### PAGE EXTRACT
* start *
Japanese renaissance was not until 794 A.D., when the Japanese capital was transferred from Nara to Heian (modern Kyoto), that Japan started to develop a national culture of its own. Since the sixth century, Japan has been ruled by a hereditary imperial famiiy. At first, the Japanese court modelled itself on the Chinese, in its principles of politics, ethics and religion, in its writing system and in its entire culture. About the year 1000, the Lady Murasaki Shikibu wrote the world’s first novel, The Tale of Genji, a masterpiece of literary invention, that mirrored the life of the brilliant Heian court. In painting, architecture and the decorative arts as well, there were signs of a growing culture that was remarkably refined, advanced for its time and most important, essentially Japanese in character.
Throughout Japanese history, legitimate authority has resided in the hereditary imperial family, which has been on the throne since the sixth century, but power lay in the possession of land. Despite seventh century measures designed to assert the imperial title to all land, powerful families amassed vast estates and in the course of time, won immunity from tax assessment. It is an ironical fact, that the power of the Fujiwara clan lay in precisely this kind of tax immunity, for eventually, it fatally weakened the imperial (and hence the clan’s) authority. Respecting the hereditary principle that was deep-rooted in all Japanese society, the Fujiwara never attempted to usurp the title of Emperor, but instead acted as regents. The Emperor gave legitimacy to their regime and was also the fount of honour, from which they could draw the titles and offices, to reward their family and supporters.
This acceptance of a higher if usually ineffective legitimate authority by the real rulers of Japan, was of immense importance in the country’s history. In all states and at all times, palace politics have been important, but in Heian Japan, they were virtually the sole activity of the regime. Some of the regents were gifted administrators concerned with the public interest; but their supremacy rested on their adept manipulation of palace politics and a subtle and deep understanding of the intricacies of social and human psychology. Thus the most powerful men in Japan, were long devoted not to the administration of the state, but to the maintenance of their power base in a court society, that had increasingly little contact with the country over which, in theory it ruled.
* end *
### LISTED ENTRIES
* start *
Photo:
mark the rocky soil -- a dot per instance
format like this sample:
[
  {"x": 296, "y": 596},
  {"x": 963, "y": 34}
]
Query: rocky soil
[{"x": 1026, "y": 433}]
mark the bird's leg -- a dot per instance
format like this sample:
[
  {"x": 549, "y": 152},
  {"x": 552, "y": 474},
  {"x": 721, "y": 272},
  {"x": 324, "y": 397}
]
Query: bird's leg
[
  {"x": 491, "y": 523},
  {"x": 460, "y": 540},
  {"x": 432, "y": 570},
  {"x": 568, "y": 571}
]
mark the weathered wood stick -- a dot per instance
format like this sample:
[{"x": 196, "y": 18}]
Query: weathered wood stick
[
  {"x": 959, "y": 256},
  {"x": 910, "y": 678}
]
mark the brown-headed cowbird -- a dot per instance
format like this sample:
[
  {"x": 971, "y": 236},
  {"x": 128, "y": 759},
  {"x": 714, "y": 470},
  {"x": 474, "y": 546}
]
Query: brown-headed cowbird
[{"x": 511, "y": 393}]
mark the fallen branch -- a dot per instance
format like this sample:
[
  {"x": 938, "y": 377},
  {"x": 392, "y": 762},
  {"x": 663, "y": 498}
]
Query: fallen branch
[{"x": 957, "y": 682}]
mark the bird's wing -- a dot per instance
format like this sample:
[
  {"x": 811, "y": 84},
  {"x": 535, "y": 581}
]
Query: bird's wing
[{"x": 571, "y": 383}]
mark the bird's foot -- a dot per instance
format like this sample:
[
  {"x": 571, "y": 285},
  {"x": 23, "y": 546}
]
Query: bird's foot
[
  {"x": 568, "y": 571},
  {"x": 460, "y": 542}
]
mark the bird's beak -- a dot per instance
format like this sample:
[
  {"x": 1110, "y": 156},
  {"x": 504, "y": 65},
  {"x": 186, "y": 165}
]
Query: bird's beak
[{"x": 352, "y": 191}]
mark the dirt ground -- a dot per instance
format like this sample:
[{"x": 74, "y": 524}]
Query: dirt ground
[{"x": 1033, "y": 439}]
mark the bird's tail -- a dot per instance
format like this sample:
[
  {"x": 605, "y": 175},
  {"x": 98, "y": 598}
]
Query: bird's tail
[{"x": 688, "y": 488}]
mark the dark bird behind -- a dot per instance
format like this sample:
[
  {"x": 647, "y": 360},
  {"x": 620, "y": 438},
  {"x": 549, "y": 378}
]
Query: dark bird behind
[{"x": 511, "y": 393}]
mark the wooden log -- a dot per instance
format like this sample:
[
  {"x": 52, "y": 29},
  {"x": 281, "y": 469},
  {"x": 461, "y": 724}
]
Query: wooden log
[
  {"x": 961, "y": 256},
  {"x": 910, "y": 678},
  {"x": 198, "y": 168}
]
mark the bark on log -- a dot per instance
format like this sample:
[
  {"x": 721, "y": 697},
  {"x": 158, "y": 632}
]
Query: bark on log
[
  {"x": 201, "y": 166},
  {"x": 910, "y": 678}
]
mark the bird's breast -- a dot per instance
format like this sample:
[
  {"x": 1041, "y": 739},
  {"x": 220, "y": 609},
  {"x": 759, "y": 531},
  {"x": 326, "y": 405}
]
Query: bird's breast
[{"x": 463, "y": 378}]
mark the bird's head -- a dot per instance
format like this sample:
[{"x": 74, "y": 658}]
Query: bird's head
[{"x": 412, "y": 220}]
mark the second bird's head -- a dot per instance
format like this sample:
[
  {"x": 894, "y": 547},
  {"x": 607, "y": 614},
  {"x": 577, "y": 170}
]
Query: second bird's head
* end *
### PROBLEMS AND TASKS
1. Translate this sentence from the passage on Heian Japan into Spanish: "In all states and at all times, palace politics have been important, but in Heian Japan, they were virtually the sole activity of the regime."
2. From the passage on Heian Japan, print the part that begins at the words "This acceptance of" and stops after the words "theory it ruled.", copying it unchanged.

### WORKED SOLUTIONS
1. En todos los estados y en todas las épocas, la política palaciega ha sido importante, pero en el Japón Heian fue prácticamente la única actividad del régimen.

2.
This acceptance of a higher if usually ineffective legitimate authority by the real rulers of Japan, was of immense importance in the country’s history. In all states and at all times, palace politics have been important, but in Heian Japan, they were virtually the sole activity of the regime. Some of the regents were gifted administrators concerned with the public interest; but their supremacy rested on their adept manipulation of palace politics and a subtle and deep understanding of the intricacies of social and human psychology. Thus the most powerful men in Japan, were long devoted not to the administration of the state, but to the maintenance of their power base in a court society, that had increasingly little contact with the country over which, in theory it ruled.